- EXERCISE INSTRUCTIONS: Repeat the whole listing below, word for word.

===== THE RECORDS =====

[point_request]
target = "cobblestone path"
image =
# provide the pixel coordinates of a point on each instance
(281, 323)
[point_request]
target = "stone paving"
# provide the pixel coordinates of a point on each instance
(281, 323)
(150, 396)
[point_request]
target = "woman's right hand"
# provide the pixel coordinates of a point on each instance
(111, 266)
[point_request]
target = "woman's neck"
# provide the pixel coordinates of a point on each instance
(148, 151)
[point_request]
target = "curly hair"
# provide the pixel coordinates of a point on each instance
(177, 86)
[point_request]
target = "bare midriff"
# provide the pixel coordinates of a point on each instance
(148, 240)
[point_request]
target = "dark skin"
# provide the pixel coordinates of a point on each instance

=====

- EXERCISE RESULT:
[point_request]
target = "cobblestone path"
image =
# provide the pixel coordinates of a point on each instance
(281, 323)
[point_request]
target = "stone paving"
# provide the pixel coordinates of a point on each instance
(281, 323)
(150, 396)
[point_request]
target = "woman's right hand"
# provide the pixel coordinates of a point on each instance
(111, 266)
[point_request]
target = "woman's neck"
# provide the pixel coordinates of a point on each instance
(148, 151)
[point_request]
target = "curly hair"
# provide the pixel coordinates of a point on each instance
(177, 86)
[point_request]
target = "bare midriff"
# provide the pixel coordinates of a point on each instance
(148, 240)
[point_request]
target = "dark skin"
# provide the pixel coordinates of a point on each instance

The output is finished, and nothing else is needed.